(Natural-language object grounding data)
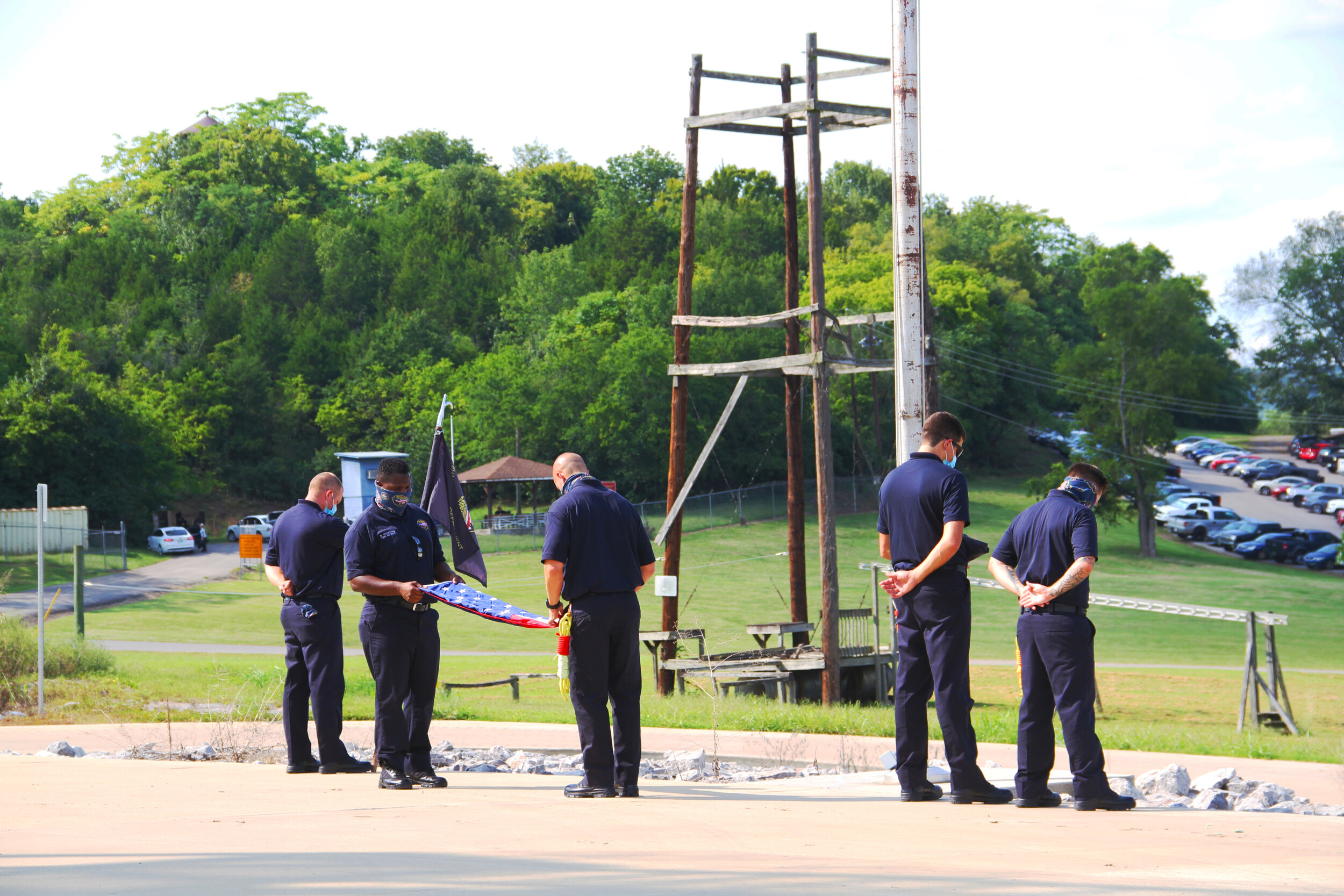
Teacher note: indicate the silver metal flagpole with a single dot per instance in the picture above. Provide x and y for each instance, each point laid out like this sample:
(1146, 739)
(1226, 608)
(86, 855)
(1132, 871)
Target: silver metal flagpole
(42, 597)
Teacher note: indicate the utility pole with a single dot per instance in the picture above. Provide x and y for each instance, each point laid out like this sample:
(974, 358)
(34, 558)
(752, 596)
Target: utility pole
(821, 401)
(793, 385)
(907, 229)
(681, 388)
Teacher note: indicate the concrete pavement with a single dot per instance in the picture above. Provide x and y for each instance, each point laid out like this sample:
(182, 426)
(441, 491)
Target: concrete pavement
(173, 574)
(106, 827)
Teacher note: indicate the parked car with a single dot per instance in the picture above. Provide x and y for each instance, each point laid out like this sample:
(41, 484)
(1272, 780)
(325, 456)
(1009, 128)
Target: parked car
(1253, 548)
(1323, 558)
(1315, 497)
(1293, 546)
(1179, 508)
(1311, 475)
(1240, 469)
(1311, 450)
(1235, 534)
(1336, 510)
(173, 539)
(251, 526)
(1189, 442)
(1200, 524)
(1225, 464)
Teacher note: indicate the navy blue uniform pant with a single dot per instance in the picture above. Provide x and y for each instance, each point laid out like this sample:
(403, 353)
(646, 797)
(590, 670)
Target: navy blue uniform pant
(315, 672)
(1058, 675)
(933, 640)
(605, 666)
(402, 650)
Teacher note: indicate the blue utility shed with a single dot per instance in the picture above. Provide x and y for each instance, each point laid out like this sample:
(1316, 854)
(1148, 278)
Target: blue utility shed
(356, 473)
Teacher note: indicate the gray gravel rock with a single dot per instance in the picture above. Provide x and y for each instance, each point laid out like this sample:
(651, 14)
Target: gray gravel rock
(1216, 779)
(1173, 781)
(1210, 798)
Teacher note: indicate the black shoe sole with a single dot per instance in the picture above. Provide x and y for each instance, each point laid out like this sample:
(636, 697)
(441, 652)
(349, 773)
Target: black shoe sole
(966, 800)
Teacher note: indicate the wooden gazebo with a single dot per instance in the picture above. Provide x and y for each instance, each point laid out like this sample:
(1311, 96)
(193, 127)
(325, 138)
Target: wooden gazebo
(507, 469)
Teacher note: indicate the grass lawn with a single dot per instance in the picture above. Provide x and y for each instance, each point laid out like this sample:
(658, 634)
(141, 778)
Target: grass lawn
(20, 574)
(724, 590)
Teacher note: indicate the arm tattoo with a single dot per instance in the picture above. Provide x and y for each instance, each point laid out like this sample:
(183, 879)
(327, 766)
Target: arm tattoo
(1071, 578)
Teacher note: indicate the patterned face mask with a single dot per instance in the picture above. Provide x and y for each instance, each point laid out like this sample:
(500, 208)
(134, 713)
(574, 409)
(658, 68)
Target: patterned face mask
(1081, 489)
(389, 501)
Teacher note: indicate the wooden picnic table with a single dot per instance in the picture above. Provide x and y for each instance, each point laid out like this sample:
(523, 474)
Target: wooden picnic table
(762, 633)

Assigned task:
Your answer must be the records exactly as they stand, with no pictures in it.

Task answer:
Teacher note: indicate the silver metal flagpole with a single dot per instance in the picture above. Provide x and y for each instance, each point laid out like this sample:
(1146, 739)
(1226, 608)
(86, 855)
(1132, 871)
Target: silver metal flagpole
(42, 597)
Teacher note: indicate the utility pole with a single dot per instance in the picture above. Provide x and y for each instance, each point laid out like this sample:
(974, 358)
(34, 558)
(752, 596)
Target: utility pole
(821, 401)
(793, 385)
(907, 229)
(681, 388)
Teacher note: indicate the concrete pavement with a single dot per instance in the picture above. Provide x and y for each instance, each point laid out like this sample:
(182, 426)
(441, 491)
Target: concrete pavement
(173, 574)
(106, 827)
Teacher note: indicate the parked car with a single dot per instance in the picture above. Provide x and y for each instance, each point laid out like this sample:
(41, 484)
(1272, 780)
(325, 456)
(1009, 128)
Target: parked car
(1253, 548)
(1323, 558)
(1315, 497)
(1293, 546)
(1179, 508)
(1311, 475)
(1240, 469)
(1311, 450)
(1235, 534)
(1336, 510)
(173, 539)
(251, 526)
(1189, 442)
(1200, 524)
(1225, 464)
Teacher note: indicate the navy blue uniform pant with a single dot per instance in the picture above. Provide x and y for each instance, each point laid out like this sample:
(403, 353)
(646, 797)
(590, 670)
Target: navy blue uniform pant
(315, 672)
(1058, 675)
(933, 640)
(605, 666)
(402, 650)
Teacher note: indicate the blue utility shed with a single dot per instance in the picture above. Provide x and y for each instance, each point laid out like this sample:
(1316, 854)
(1148, 278)
Target: blue utility shed
(356, 473)
Teacher note: indicate the gray gravel rock with a single dot per instance in the picture above. Provide x and y for each instance, each point laid out like this sample:
(651, 14)
Target: gray gravel rock
(1216, 779)
(1173, 781)
(1210, 798)
Teacher note: indicate the black shoe sole with a single dot per instance in the picture above. Provide x and y for each instance, each point laid out like this sample:
(636, 697)
(441, 652)
(349, 773)
Target: black shoe sole
(966, 800)
Teacher note: indicate the wooden gazebo with a single dot per instance in the picture above. Provide x and y for each instance, each point laid out like this sample:
(1311, 96)
(193, 127)
(325, 138)
Target: wooden gazebo
(507, 469)
Teacher note: indicate the grass lawn with a single dot per instance in the picture above. Provide x and y for each instance, each point laid out like this sample:
(658, 634)
(141, 778)
Target: grass lawn
(20, 574)
(724, 590)
Teacher note: indicate the arm tattoo with a single dot per instance in the picture above. Provide x and y for each instance, each point laid out like this sample:
(183, 879)
(327, 766)
Target: arm tattoo
(1071, 578)
Teacher note: indicate the patterned face mask with a single dot per instance in the picture above. Provide x and y for each instance, each point laid out like this sample:
(500, 208)
(134, 713)
(574, 409)
(658, 68)
Target: patterned face mask
(1081, 489)
(389, 501)
Teacher note: indicate the wooden picnic table with a single dot per instance in the picture above. Provide x and y for each instance, each point laid out like this sample:
(523, 474)
Target: wooden picnic table
(762, 633)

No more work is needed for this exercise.